3) Traços comuns aos
totalitarismos.- No sentir de Hannah Arendt (1979: 305-479) e J. L.
Talmon (1956), os traços comuns aos totalitarismos são os seguintes: a)
busca da identidade completa entre o Estado, de um lado, e a sociedade,
a economia e a cultura, de outro; b) unicidade partidária e sindical,
com monopólio da vida política pelo partido único e das atividades
profissionais pelo sindicato único submetido ao partido; c) império de
uma única ideologia, que passa a inspirar a visão de mundo de todos os
indivíduos; d) domínio da propaganda, mediante o controle, pelo Estado,
dos mass media; e) controle absoluto da polícia política sobre todas as
atividades da sociedade e das pessoas; f) geração de um clima de terror
permanente por parte do Estado, como instrumento para destruír a
solidariedade social e a capacidade de reagir dos indivíduos; g)
surgimento, nas pessoas assim submetidas, do sentimento da solidão
total. Ninguém melhor do que Mussolini exprimiu a essência do
totalitarismo, quando afirmou: “Tudo dentro do Estado, nada fora do
Estado”.
II- Formas históricas autoritárias e totalitárias no século XX.
Nesta parte serão
desenvolvidos quatro itens: 1- o fascismo e o nazismo; 2- o
justicialismo e o estado-novismo; 3 - o socialismo de modelo soviético e
suas variações; 4 - o fundamentalismo islâmico.

* **DADOS EXTRAÍDOS**
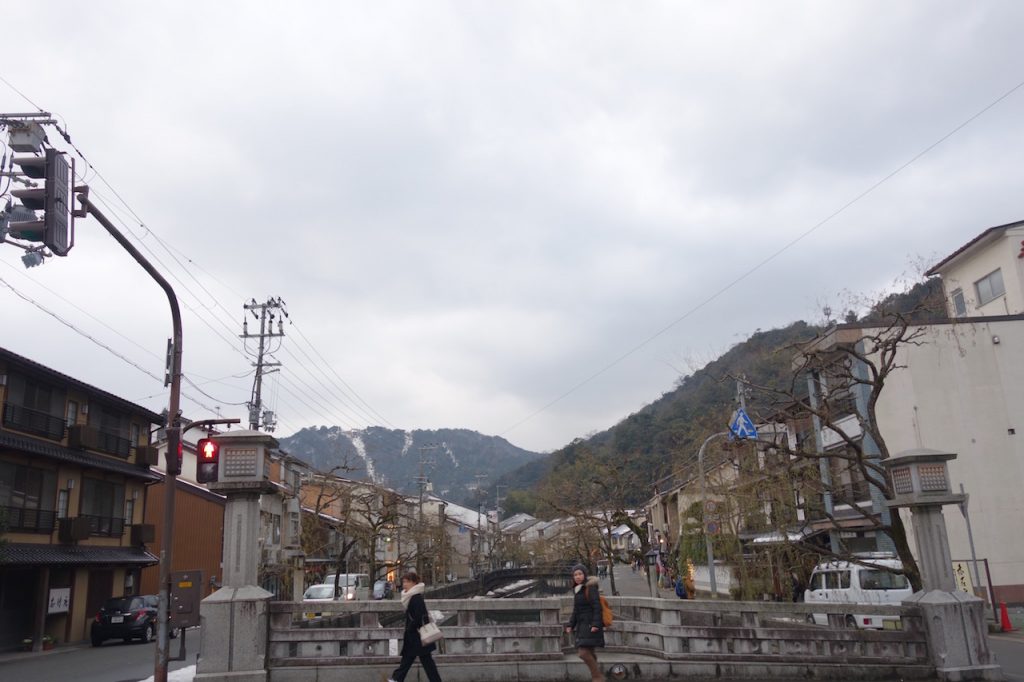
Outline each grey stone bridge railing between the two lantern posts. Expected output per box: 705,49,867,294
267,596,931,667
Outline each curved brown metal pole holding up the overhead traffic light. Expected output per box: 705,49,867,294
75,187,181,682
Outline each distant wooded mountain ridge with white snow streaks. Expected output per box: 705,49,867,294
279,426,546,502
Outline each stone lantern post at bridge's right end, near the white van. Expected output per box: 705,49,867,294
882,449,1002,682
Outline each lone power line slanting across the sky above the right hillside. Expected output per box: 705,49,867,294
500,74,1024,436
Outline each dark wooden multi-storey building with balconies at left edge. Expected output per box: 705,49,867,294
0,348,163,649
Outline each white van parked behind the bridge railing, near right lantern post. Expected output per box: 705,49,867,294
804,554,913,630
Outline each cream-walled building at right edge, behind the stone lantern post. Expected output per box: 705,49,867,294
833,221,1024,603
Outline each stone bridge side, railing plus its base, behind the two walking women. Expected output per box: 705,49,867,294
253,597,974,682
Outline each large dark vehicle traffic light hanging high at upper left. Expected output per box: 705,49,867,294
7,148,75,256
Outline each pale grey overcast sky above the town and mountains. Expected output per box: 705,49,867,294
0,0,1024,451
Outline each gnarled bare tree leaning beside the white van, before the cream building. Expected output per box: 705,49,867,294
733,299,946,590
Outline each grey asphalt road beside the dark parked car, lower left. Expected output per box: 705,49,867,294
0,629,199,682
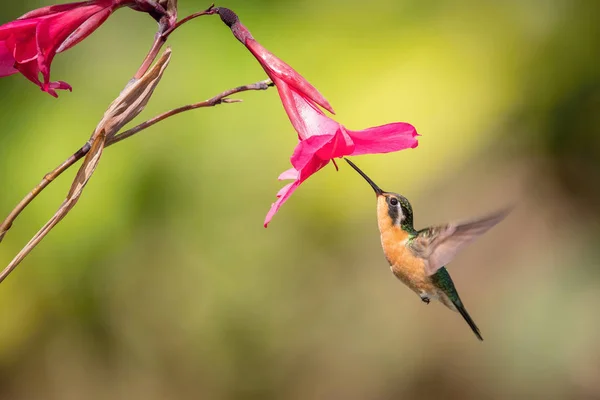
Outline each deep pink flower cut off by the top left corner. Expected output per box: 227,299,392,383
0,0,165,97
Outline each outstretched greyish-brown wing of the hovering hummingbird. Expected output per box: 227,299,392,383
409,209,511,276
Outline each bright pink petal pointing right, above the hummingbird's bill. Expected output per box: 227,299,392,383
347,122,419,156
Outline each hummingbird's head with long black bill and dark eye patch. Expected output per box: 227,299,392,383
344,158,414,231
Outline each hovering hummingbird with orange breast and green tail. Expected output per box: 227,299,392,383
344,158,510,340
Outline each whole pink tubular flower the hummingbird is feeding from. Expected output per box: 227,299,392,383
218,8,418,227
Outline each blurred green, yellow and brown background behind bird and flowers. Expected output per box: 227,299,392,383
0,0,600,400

==

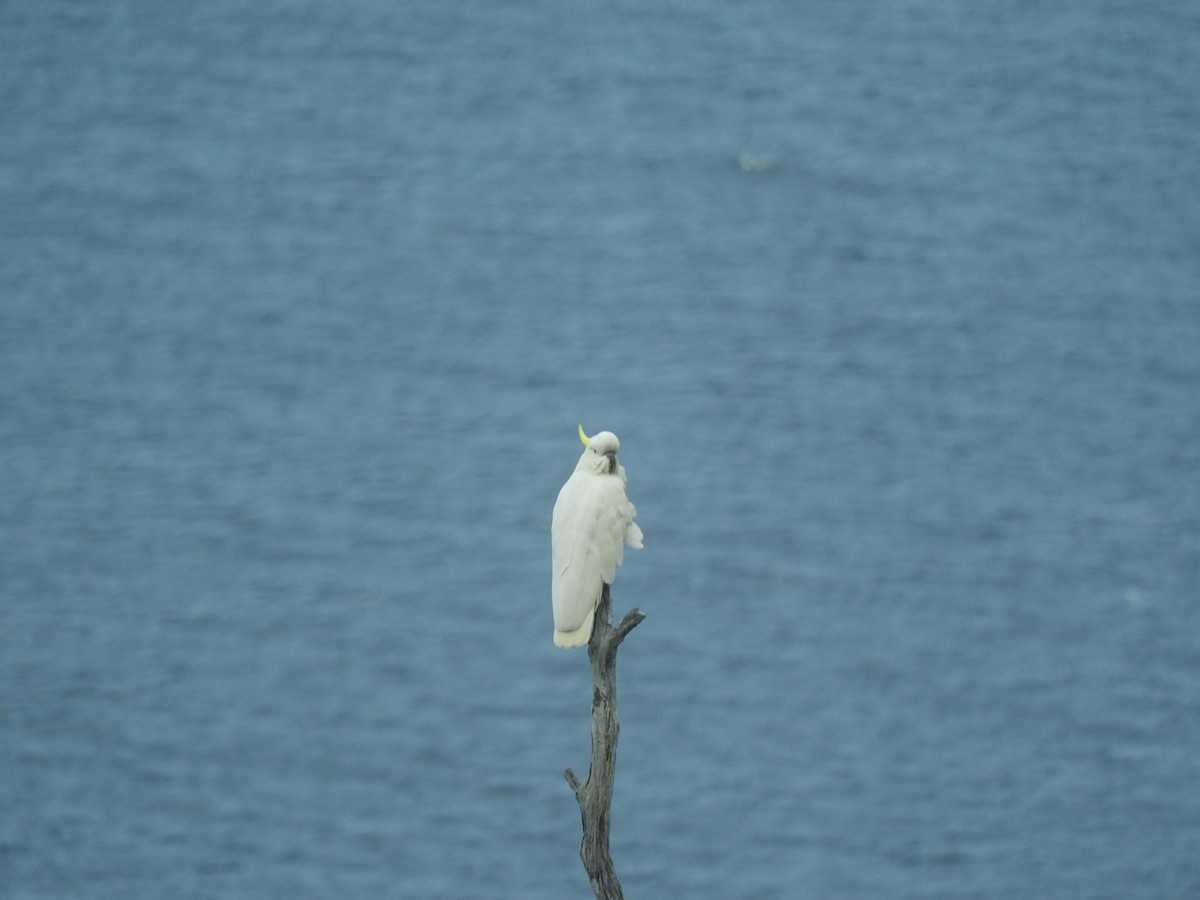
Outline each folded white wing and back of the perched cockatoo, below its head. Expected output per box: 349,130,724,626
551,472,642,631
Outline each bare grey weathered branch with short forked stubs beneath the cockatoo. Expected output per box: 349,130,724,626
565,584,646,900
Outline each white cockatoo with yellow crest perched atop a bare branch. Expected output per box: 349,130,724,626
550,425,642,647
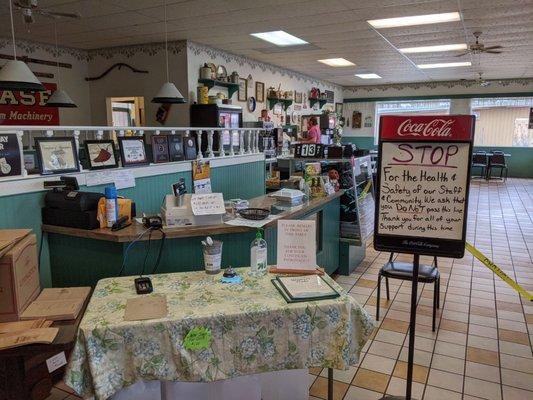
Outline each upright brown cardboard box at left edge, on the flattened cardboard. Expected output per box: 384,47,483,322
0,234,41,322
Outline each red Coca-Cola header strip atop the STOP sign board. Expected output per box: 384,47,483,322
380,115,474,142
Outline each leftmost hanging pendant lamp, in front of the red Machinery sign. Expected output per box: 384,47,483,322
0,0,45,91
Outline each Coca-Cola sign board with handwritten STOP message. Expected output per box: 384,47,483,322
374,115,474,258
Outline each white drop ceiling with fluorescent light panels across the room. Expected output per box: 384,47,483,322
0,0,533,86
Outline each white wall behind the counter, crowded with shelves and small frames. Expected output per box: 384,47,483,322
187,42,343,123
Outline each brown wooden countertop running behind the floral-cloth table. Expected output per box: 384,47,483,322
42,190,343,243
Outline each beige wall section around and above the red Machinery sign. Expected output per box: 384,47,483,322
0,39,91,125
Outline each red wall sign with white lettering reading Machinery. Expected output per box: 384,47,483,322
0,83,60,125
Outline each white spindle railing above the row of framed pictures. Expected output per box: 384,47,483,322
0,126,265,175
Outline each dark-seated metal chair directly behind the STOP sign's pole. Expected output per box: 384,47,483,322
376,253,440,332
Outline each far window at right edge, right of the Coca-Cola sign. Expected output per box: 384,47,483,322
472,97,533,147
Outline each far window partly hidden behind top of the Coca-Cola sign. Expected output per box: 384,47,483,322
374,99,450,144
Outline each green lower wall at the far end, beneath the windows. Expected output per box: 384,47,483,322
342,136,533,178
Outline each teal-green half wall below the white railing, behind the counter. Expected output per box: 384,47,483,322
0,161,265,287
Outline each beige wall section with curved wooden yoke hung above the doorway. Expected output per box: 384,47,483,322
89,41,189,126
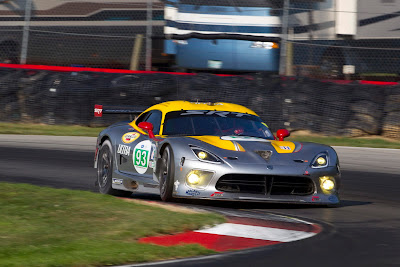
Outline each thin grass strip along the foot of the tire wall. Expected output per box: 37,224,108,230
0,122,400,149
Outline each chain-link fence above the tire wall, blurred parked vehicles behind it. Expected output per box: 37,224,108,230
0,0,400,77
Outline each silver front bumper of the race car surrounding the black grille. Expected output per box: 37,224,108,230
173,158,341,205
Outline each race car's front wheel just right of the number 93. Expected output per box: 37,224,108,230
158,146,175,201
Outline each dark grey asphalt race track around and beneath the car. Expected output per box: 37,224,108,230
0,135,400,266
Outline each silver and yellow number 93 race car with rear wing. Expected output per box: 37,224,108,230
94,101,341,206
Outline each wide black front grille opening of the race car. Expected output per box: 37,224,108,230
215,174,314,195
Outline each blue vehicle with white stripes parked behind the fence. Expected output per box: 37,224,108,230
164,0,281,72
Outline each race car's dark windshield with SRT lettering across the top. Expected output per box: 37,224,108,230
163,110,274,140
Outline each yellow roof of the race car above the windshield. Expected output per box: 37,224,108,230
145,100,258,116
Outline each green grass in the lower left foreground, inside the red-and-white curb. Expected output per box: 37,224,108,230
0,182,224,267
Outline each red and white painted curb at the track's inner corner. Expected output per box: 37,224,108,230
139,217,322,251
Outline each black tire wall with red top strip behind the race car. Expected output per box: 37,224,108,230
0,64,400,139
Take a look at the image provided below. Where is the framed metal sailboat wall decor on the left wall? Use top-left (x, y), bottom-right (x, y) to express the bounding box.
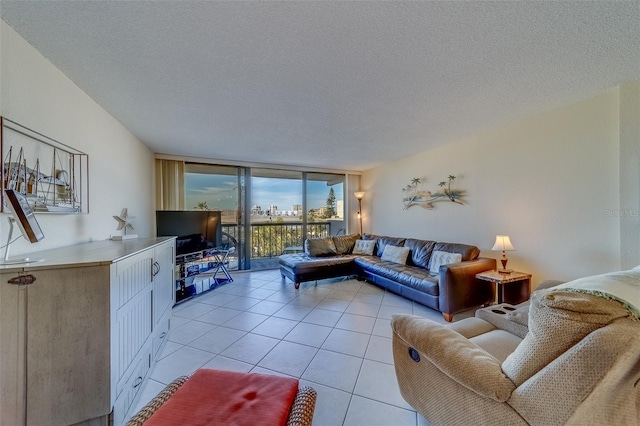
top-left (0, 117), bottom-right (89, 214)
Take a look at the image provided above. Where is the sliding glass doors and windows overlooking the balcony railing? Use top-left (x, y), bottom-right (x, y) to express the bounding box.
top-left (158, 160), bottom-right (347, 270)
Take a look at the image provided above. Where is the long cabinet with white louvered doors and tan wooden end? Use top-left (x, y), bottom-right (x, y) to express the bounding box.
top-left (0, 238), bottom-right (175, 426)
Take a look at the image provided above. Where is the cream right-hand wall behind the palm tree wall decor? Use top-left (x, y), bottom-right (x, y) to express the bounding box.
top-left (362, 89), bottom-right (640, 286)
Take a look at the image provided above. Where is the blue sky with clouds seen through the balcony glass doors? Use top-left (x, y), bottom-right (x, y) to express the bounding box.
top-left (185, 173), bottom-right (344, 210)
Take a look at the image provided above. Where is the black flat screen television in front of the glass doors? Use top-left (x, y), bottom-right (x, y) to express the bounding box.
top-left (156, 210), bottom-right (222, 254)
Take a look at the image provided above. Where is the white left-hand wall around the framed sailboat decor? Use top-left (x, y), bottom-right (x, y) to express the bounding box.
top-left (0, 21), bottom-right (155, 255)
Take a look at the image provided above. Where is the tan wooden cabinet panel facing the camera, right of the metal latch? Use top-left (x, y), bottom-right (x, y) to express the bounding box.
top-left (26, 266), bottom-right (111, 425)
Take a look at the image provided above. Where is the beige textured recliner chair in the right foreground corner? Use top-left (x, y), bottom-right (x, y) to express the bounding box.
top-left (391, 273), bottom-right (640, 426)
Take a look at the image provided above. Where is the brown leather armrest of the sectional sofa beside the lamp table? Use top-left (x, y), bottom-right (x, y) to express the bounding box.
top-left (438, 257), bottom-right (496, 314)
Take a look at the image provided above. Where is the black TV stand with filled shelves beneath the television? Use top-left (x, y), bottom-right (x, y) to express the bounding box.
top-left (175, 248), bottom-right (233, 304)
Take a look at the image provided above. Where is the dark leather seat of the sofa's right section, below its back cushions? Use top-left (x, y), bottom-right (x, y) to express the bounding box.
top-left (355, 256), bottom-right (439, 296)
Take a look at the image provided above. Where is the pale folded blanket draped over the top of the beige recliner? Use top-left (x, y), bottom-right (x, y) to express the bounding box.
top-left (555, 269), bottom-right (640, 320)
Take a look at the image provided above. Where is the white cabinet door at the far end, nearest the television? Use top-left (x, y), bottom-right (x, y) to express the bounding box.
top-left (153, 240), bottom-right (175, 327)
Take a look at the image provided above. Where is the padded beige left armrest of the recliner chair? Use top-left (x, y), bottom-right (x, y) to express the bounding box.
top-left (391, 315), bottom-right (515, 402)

...

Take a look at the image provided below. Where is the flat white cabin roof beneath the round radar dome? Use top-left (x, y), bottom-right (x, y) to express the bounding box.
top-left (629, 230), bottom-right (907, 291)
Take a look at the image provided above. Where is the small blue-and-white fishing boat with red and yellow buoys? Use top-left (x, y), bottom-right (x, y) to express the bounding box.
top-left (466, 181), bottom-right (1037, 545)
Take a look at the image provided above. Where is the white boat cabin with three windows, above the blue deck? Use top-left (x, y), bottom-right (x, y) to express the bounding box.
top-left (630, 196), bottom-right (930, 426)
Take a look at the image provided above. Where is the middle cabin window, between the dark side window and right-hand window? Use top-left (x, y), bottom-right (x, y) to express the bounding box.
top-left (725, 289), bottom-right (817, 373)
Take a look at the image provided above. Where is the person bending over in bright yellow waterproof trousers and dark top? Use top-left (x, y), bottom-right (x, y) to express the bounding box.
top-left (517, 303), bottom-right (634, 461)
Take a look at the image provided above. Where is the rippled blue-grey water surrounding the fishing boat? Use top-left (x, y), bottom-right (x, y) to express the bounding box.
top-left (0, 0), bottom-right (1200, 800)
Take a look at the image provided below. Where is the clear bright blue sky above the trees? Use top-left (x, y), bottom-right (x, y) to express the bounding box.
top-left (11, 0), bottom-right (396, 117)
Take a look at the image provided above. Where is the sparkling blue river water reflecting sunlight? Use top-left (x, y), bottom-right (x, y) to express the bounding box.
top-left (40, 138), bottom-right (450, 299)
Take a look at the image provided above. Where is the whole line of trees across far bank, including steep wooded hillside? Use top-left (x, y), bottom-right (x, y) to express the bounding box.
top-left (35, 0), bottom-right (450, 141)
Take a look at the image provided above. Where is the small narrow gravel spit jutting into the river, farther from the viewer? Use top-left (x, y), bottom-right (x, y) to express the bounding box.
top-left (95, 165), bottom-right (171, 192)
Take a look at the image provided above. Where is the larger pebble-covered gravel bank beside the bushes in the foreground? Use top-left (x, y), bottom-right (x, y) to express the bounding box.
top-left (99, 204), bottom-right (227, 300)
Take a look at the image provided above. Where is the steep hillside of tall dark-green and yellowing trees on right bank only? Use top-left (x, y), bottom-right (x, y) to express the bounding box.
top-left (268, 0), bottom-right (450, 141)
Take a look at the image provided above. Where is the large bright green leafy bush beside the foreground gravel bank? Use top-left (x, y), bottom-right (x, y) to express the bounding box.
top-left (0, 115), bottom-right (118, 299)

* **ENUNCIADO 1**
No texto sobre os totalitarismos, quem é apontado como autor da frase "Tudo dentro do Estado, nada fora do Estado"?
* **ENUNCIADO 2**
Cite do texto sobre os totalitarismos todo o trecho que vai de "surgimento, nas pessoas" até "o fundamentalismo islâmico.".

* **RESPOSTA ESCRITA 1**
Mussolini.

* **RESPOSTA ESCRITA 2**
surgimento, nas pessoas assim submetidas, do sentimento da solidão
total. Ninguém melhor do que Mussolini exprimiu a essência do
totalitarismo, quando afirmou: “Tudo dentro do Estado, nada fora do
Estado”.
II- Formas históricas autoritárias e totalitárias no século XX.
Nesta parte serão
desenvolvidos quatro itens: 1- o fascismo e o nazismo; 2- o
justicialismo e o estado-novismo; 3 - o socialismo de modelo soviético e
suas variações; 4 - o fundamentalismo islâmico.